(Records for position identification)
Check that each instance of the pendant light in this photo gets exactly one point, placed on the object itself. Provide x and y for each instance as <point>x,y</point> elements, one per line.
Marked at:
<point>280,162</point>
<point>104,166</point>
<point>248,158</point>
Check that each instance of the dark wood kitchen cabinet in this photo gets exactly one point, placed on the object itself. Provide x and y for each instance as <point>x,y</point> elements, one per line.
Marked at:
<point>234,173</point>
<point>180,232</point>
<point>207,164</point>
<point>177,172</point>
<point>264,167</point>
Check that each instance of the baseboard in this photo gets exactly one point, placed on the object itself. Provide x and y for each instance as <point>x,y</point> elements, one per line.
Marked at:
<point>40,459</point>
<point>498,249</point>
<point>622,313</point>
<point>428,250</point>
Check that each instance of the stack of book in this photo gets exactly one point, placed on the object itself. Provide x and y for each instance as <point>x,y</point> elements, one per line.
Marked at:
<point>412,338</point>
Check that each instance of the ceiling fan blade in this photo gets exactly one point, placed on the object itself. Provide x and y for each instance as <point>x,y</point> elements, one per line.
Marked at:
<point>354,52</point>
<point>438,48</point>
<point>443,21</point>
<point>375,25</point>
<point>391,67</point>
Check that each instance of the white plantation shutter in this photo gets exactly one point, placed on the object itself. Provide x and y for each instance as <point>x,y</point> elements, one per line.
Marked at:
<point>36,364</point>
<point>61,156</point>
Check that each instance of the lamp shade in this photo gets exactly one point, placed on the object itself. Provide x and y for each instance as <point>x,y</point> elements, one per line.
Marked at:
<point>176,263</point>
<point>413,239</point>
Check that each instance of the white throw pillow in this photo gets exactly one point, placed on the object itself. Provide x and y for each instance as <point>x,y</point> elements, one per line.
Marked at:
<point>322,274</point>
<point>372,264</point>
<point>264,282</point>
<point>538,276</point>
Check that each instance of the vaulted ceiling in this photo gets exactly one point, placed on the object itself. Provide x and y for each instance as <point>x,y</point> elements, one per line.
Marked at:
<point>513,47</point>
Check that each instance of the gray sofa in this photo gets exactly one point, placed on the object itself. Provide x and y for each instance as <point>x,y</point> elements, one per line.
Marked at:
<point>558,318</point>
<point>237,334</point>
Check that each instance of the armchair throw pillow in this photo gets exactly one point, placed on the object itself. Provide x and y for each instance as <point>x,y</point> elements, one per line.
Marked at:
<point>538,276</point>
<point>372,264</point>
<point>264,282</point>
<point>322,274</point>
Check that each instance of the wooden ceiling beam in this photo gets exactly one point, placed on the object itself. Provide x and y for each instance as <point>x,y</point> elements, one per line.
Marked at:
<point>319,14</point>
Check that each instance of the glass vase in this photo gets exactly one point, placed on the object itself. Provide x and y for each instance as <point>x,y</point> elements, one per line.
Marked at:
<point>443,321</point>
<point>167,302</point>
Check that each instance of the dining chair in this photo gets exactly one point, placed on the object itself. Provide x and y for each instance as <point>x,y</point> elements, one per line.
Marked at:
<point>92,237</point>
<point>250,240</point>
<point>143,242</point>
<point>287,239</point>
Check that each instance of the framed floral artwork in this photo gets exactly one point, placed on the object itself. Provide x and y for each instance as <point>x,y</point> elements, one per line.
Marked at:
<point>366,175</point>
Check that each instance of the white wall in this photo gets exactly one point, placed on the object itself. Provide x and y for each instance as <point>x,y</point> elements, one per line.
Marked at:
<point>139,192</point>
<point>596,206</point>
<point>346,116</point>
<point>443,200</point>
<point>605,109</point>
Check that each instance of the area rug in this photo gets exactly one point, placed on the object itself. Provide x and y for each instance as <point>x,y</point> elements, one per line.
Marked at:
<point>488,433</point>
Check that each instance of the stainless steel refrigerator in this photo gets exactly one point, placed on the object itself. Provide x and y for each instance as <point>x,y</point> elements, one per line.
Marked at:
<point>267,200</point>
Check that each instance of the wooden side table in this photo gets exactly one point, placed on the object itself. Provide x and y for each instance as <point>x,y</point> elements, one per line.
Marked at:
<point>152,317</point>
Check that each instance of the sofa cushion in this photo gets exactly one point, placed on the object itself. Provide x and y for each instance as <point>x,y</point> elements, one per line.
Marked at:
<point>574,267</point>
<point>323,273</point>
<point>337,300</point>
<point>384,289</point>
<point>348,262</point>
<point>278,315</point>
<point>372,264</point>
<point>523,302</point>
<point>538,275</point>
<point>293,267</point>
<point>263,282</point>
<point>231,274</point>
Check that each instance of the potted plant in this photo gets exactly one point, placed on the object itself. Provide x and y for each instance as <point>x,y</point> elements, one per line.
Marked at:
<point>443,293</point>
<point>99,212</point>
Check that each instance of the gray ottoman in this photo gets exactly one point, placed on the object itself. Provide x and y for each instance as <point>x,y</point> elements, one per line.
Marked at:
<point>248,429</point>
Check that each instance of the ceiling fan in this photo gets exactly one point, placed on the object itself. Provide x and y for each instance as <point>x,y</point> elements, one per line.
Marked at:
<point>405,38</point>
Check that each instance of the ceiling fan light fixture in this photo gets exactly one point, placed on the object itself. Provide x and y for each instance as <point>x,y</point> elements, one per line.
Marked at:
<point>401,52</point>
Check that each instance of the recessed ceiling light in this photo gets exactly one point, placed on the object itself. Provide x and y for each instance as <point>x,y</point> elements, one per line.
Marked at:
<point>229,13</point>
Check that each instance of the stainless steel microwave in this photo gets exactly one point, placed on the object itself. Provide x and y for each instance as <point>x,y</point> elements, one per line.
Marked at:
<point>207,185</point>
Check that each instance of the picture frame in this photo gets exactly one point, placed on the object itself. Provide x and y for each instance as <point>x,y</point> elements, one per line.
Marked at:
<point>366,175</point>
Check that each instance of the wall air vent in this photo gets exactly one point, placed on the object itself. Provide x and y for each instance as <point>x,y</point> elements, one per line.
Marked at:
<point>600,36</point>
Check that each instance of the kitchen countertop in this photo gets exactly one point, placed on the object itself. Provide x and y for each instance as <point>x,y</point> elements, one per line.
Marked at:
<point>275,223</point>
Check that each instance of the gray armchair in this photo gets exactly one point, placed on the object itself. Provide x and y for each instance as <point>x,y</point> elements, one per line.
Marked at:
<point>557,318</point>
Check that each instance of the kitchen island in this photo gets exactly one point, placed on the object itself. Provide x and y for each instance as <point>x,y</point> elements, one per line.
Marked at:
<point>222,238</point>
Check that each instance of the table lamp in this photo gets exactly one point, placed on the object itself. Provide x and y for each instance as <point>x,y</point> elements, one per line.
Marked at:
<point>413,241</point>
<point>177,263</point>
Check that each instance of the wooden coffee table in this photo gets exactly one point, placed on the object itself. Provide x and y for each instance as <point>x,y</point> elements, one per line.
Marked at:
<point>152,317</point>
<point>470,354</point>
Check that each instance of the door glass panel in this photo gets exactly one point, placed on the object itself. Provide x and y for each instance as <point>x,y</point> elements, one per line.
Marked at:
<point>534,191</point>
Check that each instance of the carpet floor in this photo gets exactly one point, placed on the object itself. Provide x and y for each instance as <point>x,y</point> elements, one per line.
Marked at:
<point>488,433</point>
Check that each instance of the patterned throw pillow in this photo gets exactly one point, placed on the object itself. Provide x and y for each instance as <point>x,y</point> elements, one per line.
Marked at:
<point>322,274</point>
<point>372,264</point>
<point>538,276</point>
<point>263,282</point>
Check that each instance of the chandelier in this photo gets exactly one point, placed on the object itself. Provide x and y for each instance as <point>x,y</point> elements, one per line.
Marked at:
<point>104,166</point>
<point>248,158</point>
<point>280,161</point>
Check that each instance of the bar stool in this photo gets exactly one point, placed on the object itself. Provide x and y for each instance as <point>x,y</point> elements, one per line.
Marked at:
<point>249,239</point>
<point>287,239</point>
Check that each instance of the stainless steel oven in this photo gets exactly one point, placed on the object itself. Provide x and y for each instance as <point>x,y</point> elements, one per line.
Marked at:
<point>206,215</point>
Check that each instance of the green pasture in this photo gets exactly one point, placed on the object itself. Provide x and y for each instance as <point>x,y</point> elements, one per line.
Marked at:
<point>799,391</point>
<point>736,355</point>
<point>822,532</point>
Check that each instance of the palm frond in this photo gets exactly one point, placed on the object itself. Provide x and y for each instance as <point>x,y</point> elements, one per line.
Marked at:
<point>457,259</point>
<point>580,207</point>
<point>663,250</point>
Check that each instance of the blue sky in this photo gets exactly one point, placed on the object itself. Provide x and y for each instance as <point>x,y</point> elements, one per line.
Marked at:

## [Given task]
Output the stretch of the listing from its first line through the line containing "<point>413,239</point>" as a numbered list, leaving out any blank lines.

## [Answer to this problem]
1. Check that each instance of the pendant light in this photo gets exactly one point, placed on the object itself. Provide x and y for each instance as <point>x,y</point> elements, one per line.
2. Marked at:
3. <point>280,162</point>
4. <point>104,166</point>
5. <point>248,158</point>
6. Check that each instance of the dark wood kitchen cabinet in this photo gets exactly one point, placed on the object itself. Provide x and y for each instance as <point>x,y</point> elements, one per line.
7. Marked at:
8. <point>234,173</point>
9. <point>180,232</point>
10. <point>207,164</point>
11. <point>177,172</point>
12. <point>264,167</point>
13. Check that each instance of the baseboard in this photo gets exactly one point, placed on the object itself. Provide x and y for each instance as <point>x,y</point> elements, one per line.
14. Marked at:
15. <point>40,459</point>
16. <point>498,249</point>
17. <point>622,313</point>
18. <point>428,250</point>
19. Check that each instance of the stack of book in this photo gets exactly one point, placed on the object itself. Provide x and y for each instance as <point>x,y</point> elements, one per line.
20. Marked at:
21. <point>412,338</point>
22. Check that each instance of the ceiling fan blade in this photo gets exactly one point, placed on the object itself. Provide x and y for each instance as <point>x,y</point> elements, one per line.
23. Marked at:
24. <point>354,52</point>
25. <point>438,48</point>
26. <point>443,21</point>
27. <point>375,25</point>
28. <point>391,67</point>
29. Check that each instance of the white plantation shutter in this photo gets exactly one point, placed on the object itself. Provide x and y for each instance as <point>x,y</point> elements, one per line.
30. Marked at:
31. <point>36,364</point>
32. <point>61,156</point>
33. Check that each instance of the lamp shade in this photo gets exactly one point, placed on the object itself. Provide x and y for each instance as <point>x,y</point> elements, one per line.
34. Marked at:
35. <point>176,263</point>
36. <point>413,239</point>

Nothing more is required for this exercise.